## Stated problem:
Return the records below from the line containing "Thank you for the photo. Could you tag the sunlit" onward, exactly, through and including the last line.

________

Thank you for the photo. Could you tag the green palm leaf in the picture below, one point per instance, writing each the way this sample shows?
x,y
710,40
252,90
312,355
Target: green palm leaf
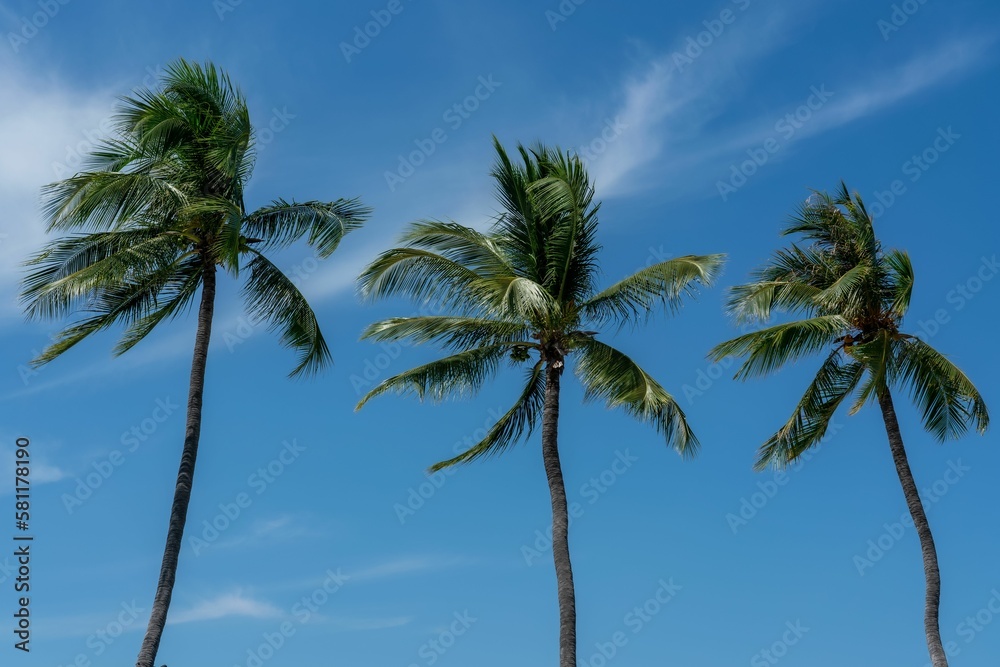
x,y
612,377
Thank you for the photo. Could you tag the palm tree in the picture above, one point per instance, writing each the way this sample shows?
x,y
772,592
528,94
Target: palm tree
x,y
157,213
525,292
853,296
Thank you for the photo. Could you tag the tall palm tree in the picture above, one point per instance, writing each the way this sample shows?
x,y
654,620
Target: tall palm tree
x,y
525,292
158,212
853,296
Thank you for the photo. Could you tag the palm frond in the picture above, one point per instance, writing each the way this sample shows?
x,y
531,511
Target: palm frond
x,y
459,375
613,377
665,283
769,349
452,332
516,423
836,379
272,297
901,281
948,401
323,224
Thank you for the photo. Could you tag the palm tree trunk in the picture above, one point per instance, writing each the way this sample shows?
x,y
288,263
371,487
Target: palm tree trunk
x,y
185,475
931,571
560,517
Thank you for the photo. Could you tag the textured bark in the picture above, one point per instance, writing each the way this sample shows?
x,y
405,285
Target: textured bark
x,y
560,517
185,476
931,572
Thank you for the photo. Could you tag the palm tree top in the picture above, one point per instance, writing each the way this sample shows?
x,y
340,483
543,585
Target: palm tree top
x,y
852,297
526,292
160,203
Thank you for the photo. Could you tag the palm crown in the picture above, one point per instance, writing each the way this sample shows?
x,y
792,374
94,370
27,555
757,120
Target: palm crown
x,y
161,204
528,287
853,296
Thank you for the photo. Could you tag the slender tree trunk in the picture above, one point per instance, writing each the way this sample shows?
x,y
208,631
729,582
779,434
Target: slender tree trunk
x,y
560,517
185,476
931,572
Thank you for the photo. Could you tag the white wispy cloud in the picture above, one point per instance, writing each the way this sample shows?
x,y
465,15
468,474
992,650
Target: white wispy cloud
x,y
42,470
44,123
670,108
225,606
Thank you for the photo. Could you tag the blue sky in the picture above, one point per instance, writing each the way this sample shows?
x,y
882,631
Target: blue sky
x,y
704,124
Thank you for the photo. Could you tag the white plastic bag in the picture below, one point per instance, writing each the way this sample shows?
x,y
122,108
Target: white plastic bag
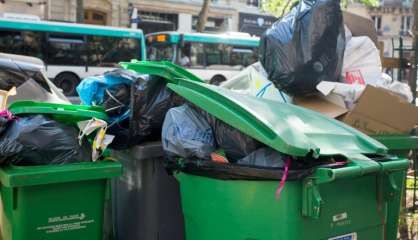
x,y
253,81
362,62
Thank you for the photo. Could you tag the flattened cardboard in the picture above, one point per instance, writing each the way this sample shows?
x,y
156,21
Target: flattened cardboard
x,y
378,111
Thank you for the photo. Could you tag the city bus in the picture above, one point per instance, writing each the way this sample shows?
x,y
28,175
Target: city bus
x,y
71,51
212,57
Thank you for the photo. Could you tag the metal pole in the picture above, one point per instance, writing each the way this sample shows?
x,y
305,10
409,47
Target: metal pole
x,y
80,11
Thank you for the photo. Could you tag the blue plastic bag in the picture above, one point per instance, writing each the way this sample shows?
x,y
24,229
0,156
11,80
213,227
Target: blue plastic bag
x,y
92,89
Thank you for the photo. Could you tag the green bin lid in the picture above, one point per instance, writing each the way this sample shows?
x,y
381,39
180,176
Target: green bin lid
x,y
61,112
285,127
18,176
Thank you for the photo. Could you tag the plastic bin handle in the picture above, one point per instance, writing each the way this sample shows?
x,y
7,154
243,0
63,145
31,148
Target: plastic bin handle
x,y
359,165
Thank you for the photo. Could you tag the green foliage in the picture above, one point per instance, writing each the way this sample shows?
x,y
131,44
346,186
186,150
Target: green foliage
x,y
280,7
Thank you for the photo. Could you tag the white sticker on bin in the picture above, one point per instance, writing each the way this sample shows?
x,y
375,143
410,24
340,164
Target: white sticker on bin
x,y
351,236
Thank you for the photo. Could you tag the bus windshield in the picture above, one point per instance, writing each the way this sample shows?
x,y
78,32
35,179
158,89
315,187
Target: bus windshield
x,y
217,55
161,52
71,52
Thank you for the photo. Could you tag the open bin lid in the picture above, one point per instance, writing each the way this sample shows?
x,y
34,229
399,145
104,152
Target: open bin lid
x,y
285,127
63,112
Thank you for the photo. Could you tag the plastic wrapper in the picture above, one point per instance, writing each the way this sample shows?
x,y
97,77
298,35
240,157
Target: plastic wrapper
x,y
187,134
305,47
236,144
150,102
253,81
362,63
263,157
38,140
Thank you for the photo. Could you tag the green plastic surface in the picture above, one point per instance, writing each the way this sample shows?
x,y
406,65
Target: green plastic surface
x,y
238,209
55,202
174,37
398,142
167,70
18,176
285,127
61,112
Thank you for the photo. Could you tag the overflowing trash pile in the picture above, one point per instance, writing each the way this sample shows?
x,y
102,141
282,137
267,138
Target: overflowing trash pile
x,y
306,59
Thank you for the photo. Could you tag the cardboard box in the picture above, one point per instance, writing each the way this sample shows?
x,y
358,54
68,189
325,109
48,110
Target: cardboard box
x,y
377,111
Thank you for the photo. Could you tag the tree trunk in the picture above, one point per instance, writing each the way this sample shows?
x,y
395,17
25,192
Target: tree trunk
x,y
203,16
80,11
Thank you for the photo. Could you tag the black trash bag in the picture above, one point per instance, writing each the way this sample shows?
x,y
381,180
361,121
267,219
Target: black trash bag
x,y
305,47
38,140
150,100
187,134
4,124
263,157
234,171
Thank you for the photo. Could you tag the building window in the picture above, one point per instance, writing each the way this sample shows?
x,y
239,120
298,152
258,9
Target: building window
x,y
377,22
406,24
252,3
95,17
406,2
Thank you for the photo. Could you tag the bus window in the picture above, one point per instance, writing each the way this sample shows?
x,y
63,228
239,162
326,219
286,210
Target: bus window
x,y
214,54
64,49
161,52
241,56
109,51
197,54
23,42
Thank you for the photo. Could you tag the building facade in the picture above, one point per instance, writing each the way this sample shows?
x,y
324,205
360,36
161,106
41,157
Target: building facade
x,y
393,20
175,15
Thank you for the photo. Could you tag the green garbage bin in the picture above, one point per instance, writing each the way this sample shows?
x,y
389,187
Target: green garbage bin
x,y
349,202
55,202
400,145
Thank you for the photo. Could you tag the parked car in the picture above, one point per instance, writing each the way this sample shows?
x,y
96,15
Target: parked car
x,y
27,74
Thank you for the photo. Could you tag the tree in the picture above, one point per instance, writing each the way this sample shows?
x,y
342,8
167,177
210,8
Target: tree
x,y
281,7
203,16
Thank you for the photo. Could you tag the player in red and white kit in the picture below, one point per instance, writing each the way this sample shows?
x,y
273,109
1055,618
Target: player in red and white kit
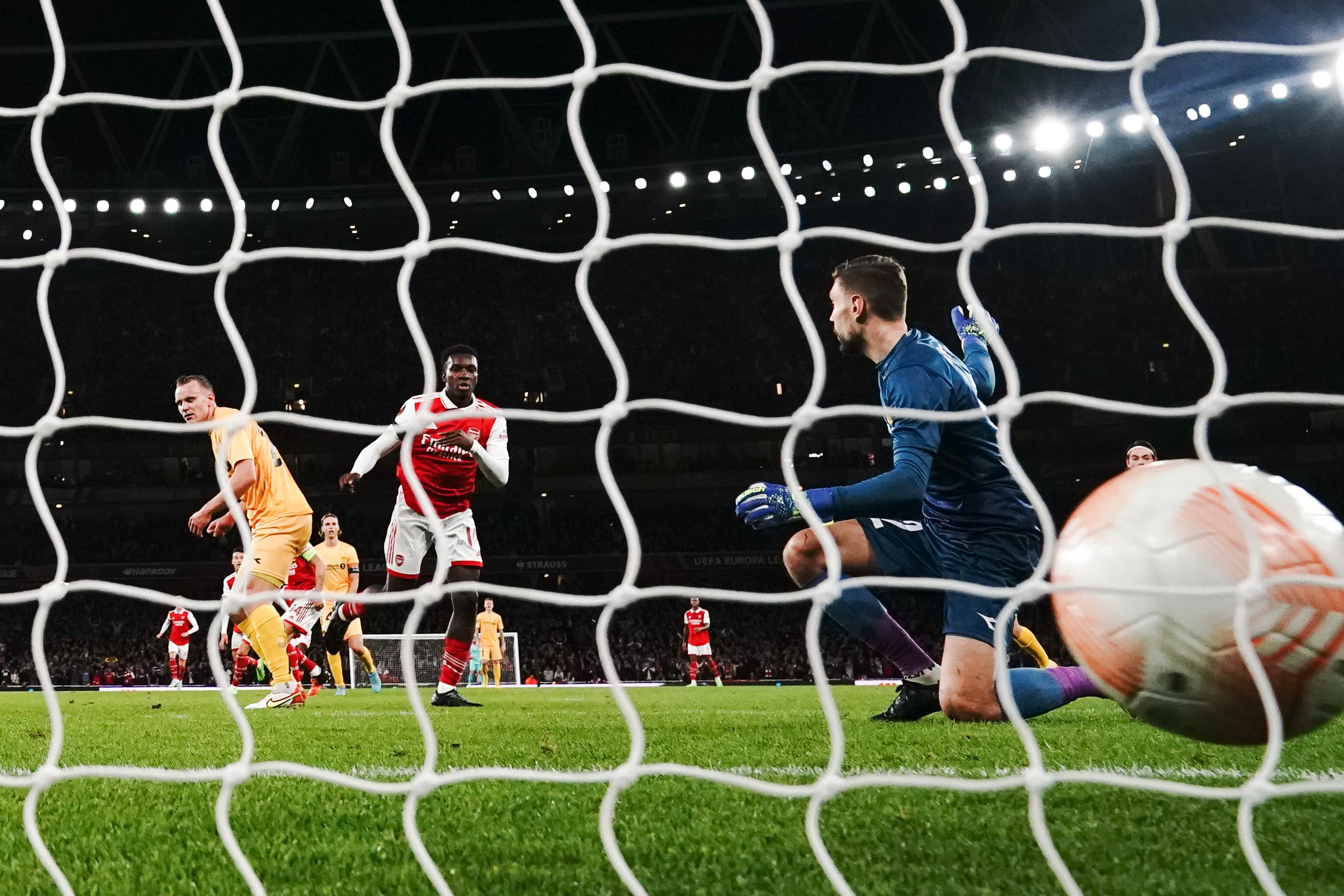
x,y
303,614
696,641
445,458
179,625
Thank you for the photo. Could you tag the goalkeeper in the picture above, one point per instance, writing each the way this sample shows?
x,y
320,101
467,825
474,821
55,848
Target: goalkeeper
x,y
975,523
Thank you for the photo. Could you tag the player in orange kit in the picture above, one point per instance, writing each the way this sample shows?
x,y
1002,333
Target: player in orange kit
x,y
277,514
488,628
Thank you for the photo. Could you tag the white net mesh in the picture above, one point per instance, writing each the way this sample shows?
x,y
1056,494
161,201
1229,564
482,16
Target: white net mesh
x,y
1035,778
427,655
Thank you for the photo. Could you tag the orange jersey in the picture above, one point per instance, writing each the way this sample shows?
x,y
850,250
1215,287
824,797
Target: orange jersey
x,y
342,562
275,495
489,626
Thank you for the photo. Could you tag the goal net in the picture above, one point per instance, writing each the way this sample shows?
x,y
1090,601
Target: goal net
x,y
428,653
1034,778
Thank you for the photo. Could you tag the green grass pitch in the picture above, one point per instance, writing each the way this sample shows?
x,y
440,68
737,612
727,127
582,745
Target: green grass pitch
x,y
679,836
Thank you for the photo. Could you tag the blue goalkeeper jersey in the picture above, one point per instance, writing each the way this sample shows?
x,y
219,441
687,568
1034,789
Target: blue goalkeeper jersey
x,y
955,467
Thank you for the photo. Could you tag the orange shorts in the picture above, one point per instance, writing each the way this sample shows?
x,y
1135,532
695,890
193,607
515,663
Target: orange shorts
x,y
276,543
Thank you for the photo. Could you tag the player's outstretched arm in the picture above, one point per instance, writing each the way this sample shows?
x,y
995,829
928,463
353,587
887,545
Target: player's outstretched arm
x,y
975,351
373,453
492,457
242,479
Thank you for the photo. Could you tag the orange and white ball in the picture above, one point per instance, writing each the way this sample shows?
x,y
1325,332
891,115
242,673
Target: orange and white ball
x,y
1171,659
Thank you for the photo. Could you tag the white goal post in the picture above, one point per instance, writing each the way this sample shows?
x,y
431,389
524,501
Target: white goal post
x,y
428,650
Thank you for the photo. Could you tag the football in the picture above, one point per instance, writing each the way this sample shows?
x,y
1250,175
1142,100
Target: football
x,y
1170,659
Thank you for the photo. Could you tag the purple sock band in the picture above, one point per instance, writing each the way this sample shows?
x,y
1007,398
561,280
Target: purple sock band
x,y
1074,683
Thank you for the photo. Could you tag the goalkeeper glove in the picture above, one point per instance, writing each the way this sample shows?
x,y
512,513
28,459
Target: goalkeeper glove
x,y
967,325
765,505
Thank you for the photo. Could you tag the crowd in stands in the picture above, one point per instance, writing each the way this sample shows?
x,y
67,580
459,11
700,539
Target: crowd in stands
x,y
713,328
752,643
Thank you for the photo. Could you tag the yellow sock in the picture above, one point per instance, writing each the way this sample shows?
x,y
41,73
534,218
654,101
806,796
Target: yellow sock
x,y
338,671
1024,638
268,638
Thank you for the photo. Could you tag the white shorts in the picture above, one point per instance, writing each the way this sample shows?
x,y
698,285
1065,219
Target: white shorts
x,y
303,616
410,538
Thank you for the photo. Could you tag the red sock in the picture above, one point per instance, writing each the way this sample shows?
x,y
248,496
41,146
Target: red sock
x,y
455,660
241,665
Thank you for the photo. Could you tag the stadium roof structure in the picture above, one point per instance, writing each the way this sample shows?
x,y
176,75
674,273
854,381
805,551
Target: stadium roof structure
x,y
170,51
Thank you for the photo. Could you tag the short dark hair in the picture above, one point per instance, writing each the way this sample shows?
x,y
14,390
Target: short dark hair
x,y
456,350
1140,444
881,280
197,378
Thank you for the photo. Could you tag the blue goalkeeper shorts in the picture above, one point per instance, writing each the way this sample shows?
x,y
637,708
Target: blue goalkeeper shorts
x,y
910,548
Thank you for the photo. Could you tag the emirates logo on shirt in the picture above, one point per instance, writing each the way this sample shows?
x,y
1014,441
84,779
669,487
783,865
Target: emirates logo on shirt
x,y
436,445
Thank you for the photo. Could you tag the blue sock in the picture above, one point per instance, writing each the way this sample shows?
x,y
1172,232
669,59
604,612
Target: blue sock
x,y
859,613
1041,691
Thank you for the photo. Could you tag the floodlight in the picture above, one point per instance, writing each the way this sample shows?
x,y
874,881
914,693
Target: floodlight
x,y
1050,136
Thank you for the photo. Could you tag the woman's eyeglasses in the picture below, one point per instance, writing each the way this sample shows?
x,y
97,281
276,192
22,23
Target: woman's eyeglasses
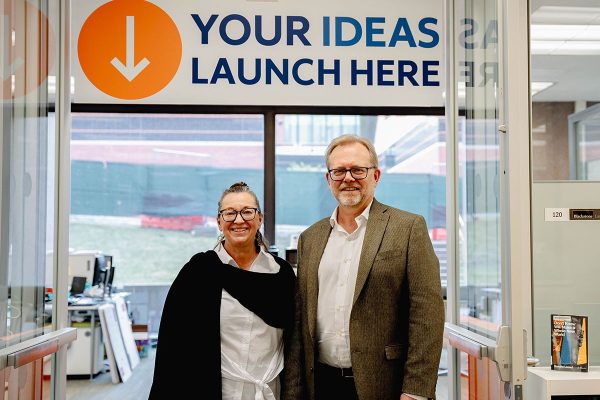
x,y
230,215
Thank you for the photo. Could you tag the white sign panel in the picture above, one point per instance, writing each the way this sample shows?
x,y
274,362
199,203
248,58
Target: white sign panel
x,y
556,214
339,52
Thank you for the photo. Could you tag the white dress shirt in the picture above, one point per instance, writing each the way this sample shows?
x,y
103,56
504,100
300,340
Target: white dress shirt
x,y
251,350
337,280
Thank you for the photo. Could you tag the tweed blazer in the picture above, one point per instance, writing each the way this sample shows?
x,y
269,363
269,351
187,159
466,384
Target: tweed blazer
x,y
397,316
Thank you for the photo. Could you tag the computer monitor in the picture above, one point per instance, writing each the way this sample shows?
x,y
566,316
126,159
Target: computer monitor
x,y
110,275
100,270
82,264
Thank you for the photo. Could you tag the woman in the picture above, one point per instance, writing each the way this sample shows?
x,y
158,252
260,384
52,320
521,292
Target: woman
x,y
242,297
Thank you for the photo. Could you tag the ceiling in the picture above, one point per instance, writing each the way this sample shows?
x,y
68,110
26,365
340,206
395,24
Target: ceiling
x,y
574,75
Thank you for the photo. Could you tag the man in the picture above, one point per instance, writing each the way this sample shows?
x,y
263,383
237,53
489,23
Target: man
x,y
369,311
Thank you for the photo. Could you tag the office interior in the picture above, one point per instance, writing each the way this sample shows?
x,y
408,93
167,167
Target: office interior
x,y
512,143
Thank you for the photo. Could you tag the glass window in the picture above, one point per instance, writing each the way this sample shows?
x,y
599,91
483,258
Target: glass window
x,y
145,187
26,169
478,160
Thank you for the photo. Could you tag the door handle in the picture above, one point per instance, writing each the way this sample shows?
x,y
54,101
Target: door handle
x,y
32,349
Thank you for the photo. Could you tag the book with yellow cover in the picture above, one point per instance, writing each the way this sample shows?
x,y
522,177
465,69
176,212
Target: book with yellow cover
x,y
569,342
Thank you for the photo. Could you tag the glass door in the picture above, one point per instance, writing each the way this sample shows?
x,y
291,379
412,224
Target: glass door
x,y
483,203
29,42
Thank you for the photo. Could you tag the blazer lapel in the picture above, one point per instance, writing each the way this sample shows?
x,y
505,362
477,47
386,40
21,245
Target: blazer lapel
x,y
318,241
376,224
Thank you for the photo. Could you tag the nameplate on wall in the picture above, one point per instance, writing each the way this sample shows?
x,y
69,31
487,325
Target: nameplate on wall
x,y
240,52
571,214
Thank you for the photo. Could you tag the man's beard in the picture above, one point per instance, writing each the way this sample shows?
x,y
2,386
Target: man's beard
x,y
350,199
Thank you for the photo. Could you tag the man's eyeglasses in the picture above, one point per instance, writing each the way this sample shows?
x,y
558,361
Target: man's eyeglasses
x,y
358,173
230,215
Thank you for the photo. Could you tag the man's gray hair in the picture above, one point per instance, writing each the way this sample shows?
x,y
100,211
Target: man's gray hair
x,y
349,139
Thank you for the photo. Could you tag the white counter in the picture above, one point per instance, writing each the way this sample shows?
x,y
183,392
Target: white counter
x,y
543,383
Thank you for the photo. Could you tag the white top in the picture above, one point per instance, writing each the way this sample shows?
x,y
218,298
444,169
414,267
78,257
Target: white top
x,y
251,350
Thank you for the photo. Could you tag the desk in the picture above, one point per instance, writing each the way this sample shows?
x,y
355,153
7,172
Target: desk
x,y
96,342
543,383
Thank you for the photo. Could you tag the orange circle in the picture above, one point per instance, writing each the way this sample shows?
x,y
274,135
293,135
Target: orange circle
x,y
103,38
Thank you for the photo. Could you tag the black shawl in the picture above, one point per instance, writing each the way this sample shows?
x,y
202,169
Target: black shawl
x,y
194,299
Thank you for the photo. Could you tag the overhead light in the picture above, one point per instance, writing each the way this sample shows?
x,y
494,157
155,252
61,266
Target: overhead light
x,y
565,32
565,39
537,87
558,15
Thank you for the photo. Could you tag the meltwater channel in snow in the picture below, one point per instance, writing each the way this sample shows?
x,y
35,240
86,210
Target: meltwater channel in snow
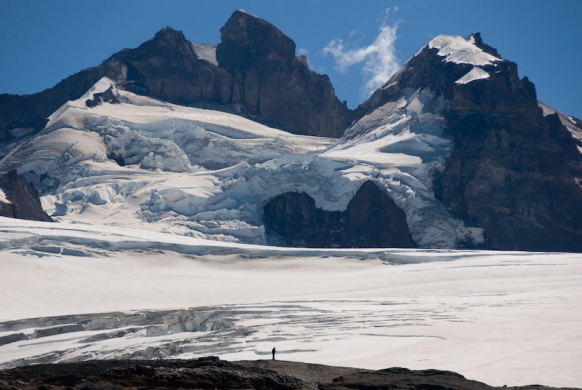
x,y
74,292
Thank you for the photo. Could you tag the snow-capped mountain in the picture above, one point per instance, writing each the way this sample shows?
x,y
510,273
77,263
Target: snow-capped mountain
x,y
453,151
176,198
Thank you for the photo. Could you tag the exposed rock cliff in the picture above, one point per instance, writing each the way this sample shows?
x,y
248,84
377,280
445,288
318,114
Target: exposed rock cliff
x,y
18,199
253,71
513,170
371,220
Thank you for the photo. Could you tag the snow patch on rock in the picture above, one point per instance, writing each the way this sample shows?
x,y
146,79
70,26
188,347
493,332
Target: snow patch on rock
x,y
3,198
461,50
475,74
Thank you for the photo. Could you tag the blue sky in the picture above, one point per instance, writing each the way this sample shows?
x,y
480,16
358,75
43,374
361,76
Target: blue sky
x,y
44,41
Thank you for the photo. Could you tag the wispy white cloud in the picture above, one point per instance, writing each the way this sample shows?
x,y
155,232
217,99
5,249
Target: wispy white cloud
x,y
302,52
379,58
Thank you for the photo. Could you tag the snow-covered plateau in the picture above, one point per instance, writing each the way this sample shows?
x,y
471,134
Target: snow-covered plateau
x,y
159,249
73,292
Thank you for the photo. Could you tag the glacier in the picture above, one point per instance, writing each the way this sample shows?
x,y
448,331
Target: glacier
x,y
73,292
140,162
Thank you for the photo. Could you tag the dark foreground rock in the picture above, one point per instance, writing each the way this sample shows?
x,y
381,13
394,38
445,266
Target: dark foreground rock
x,y
213,373
23,201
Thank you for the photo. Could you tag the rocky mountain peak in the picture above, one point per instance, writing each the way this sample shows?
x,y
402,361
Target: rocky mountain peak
x,y
169,35
483,46
246,38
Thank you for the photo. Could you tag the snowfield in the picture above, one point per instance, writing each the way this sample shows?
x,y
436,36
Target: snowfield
x,y
159,249
142,163
95,292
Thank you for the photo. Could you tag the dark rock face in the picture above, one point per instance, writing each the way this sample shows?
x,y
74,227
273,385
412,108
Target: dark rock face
x,y
271,83
513,171
257,75
371,220
23,198
213,373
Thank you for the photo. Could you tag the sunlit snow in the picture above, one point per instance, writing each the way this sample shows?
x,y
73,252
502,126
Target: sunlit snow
x,y
207,174
474,74
461,50
498,317
3,198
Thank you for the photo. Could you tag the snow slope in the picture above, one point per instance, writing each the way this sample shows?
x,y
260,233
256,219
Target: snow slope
x,y
499,317
140,162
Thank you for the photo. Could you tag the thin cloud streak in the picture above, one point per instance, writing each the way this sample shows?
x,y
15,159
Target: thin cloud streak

________

## Expected answer:
Thank you for the photo. Could you tag the sunlit snow in the picture above, one point per instance, writing each the way this sample shows?
x,y
73,252
502,126
Target: sunlit snow
x,y
207,174
474,74
461,50
498,317
3,198
Thank you for the photo. Could you tag the snow slope in the picture above, one point per instance, writing each the way this sample shows?
x,y
260,233
256,219
Target: snow slope
x,y
499,317
140,162
Thank you for the photo. Could you tag the thin cloud streak in the picture above, one point per instance, writing each the way this sample shows?
x,y
15,159
Target: thin cloud streak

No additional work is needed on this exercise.